━━ Extracted records ━━

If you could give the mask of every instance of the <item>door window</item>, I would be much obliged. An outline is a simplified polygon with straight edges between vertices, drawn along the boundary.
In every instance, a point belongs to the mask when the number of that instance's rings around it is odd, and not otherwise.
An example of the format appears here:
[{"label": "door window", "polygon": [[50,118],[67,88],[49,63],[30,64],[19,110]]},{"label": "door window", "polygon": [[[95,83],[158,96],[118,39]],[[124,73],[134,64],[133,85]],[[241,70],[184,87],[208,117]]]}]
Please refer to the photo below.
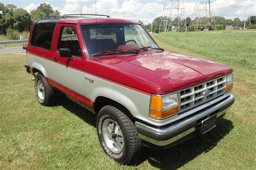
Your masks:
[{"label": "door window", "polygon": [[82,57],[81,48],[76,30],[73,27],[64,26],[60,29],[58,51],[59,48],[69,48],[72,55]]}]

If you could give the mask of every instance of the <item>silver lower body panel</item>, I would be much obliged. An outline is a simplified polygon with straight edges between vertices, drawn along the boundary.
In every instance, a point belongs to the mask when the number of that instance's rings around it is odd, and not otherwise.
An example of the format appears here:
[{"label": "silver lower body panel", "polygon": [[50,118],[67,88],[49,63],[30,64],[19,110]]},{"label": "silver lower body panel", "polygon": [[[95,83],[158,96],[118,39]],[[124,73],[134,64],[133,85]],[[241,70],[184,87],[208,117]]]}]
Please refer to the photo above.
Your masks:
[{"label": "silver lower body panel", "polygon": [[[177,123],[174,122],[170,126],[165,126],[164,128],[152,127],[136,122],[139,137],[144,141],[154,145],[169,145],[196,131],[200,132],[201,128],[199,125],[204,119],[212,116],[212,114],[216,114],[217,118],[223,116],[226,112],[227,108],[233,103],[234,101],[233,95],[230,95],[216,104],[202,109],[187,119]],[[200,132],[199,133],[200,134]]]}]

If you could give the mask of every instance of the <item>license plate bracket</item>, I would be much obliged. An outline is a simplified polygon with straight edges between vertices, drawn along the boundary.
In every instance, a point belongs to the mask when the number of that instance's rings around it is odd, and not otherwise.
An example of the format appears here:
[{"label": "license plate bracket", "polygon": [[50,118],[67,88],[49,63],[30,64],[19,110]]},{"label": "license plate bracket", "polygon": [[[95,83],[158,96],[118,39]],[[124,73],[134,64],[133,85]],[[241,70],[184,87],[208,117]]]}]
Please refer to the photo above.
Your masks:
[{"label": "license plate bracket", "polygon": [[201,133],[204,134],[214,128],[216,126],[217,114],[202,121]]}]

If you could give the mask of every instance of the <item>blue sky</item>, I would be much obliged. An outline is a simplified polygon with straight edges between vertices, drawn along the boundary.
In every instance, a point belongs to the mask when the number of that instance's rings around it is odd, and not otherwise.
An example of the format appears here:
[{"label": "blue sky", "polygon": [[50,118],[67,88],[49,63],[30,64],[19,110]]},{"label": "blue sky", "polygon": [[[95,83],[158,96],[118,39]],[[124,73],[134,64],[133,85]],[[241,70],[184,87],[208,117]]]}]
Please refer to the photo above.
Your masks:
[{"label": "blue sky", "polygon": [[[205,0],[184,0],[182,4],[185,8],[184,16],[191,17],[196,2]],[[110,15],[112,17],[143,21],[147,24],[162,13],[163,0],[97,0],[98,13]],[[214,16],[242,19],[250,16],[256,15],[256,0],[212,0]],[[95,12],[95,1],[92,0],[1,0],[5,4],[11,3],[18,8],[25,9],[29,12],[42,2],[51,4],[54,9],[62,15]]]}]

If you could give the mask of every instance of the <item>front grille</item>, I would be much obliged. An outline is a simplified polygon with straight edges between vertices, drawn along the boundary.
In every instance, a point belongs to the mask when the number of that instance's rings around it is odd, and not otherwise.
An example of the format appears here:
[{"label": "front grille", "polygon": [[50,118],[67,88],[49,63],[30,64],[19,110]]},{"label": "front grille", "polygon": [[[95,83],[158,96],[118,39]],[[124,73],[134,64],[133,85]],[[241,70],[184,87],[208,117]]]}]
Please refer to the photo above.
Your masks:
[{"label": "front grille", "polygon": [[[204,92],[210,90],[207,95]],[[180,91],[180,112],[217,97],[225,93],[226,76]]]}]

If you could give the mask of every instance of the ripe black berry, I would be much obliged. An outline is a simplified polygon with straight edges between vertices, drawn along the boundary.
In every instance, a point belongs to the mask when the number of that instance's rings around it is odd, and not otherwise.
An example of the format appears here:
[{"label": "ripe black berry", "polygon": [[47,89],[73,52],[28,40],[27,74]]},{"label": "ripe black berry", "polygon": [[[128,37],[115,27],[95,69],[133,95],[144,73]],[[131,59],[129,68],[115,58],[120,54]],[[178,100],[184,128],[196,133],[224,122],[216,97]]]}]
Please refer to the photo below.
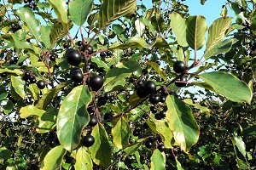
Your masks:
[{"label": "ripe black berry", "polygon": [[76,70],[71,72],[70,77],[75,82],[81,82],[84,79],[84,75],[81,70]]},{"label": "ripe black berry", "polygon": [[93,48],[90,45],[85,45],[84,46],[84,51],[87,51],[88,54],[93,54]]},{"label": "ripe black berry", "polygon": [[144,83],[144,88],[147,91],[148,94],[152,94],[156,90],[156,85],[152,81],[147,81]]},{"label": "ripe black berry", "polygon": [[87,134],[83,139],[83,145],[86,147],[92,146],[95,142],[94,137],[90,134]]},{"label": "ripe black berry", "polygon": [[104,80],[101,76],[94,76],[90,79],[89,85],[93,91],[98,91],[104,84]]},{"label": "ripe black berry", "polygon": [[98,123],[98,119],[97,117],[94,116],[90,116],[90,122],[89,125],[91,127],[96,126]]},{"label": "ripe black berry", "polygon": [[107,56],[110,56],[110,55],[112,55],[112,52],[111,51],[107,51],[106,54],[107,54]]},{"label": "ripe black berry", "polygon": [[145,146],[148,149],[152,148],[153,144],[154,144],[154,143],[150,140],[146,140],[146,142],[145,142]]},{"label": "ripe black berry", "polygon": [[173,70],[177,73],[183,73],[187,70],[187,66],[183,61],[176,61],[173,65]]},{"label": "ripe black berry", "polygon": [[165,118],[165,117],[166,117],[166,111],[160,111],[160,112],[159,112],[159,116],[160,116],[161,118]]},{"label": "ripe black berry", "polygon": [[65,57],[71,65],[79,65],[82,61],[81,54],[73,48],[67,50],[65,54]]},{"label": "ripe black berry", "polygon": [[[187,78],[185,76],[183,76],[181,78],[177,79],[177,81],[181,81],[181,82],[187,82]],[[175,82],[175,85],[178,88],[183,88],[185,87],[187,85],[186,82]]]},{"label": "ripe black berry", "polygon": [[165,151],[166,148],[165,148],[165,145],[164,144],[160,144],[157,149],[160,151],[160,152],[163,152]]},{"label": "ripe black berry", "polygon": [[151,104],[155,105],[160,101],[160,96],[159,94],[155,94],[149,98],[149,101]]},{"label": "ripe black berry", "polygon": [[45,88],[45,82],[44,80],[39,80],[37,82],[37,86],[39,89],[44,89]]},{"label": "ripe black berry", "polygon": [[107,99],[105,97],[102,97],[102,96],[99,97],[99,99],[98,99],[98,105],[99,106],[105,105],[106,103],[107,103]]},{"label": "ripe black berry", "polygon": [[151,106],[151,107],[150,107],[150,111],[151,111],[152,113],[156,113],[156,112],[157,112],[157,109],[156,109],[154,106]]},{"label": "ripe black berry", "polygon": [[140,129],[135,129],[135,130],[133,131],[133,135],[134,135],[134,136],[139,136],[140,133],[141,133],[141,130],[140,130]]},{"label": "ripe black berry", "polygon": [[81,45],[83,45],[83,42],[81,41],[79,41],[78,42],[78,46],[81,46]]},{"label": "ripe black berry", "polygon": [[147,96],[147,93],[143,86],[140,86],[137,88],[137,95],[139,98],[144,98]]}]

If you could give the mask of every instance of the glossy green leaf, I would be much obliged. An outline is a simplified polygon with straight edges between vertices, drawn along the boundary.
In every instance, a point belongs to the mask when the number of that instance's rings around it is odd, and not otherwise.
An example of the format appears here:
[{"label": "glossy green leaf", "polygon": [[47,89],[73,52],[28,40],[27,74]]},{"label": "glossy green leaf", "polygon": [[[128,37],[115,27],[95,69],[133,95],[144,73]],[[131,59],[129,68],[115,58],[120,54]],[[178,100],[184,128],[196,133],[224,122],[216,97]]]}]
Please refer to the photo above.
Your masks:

━━━
━━ Extracted records ━━

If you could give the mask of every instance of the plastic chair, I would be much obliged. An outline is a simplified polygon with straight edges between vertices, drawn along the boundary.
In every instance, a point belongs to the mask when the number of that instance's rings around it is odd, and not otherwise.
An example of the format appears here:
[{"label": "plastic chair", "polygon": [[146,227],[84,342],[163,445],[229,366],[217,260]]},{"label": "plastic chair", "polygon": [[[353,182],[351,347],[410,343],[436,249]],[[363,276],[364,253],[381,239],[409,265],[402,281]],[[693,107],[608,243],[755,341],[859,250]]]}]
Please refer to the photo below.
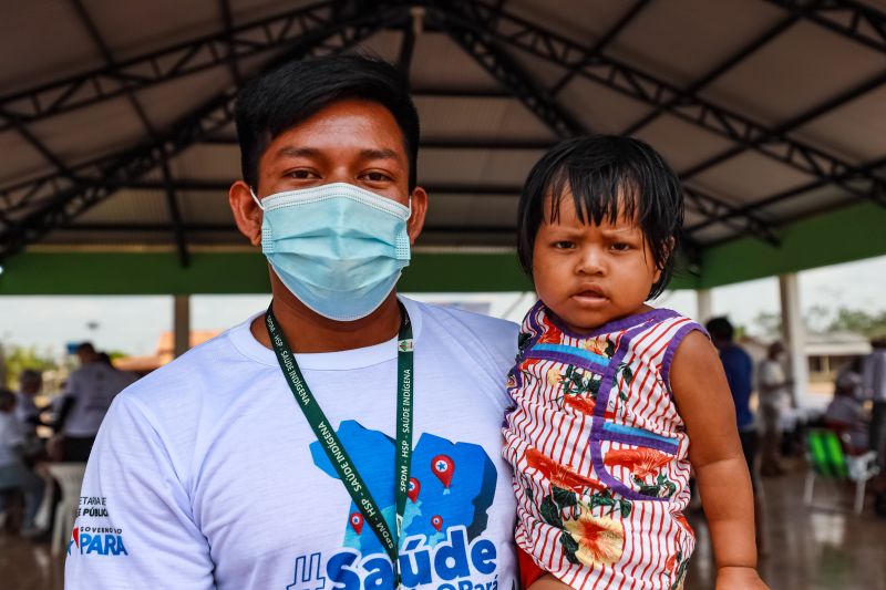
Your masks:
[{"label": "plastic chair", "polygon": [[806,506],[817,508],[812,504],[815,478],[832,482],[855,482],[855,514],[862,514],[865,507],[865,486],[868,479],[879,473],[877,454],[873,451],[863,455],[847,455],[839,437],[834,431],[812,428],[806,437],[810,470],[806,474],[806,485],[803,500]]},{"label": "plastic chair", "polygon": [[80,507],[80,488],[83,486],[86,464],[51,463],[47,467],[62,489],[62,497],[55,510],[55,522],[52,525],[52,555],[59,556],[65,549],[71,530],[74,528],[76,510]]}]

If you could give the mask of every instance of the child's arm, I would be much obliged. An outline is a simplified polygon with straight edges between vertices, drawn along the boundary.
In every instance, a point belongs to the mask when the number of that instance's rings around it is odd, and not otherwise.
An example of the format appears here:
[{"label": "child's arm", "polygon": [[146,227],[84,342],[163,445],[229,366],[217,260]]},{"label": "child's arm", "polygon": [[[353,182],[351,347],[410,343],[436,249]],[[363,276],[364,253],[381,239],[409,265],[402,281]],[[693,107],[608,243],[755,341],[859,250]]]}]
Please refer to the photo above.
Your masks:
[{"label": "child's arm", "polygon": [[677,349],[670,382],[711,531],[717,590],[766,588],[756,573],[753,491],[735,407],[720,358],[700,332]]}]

━━━

:: Exercise aim ::
Show every line of the listing that contains the word "front", treating uppercase and lowercase as different.

:: Answer to the problem ::
If you could give the mask of every instance of the <item>front grille</item>, I would be much obliged. An outline is a simplified polygon with straight edges between vertices, drawn along the boundary.
[{"label": "front grille", "polygon": [[50,118],[67,88],[49,63],[30,64],[19,110]]},{"label": "front grille", "polygon": [[[95,83],[158,96],[118,39]],[[124,73],[134,64],[133,85]],[[241,70],[184,87],[208,117]]]}]
[{"label": "front grille", "polygon": [[[204,92],[210,90],[207,95]],[[180,91],[180,112],[217,97],[225,93],[226,76]]]}]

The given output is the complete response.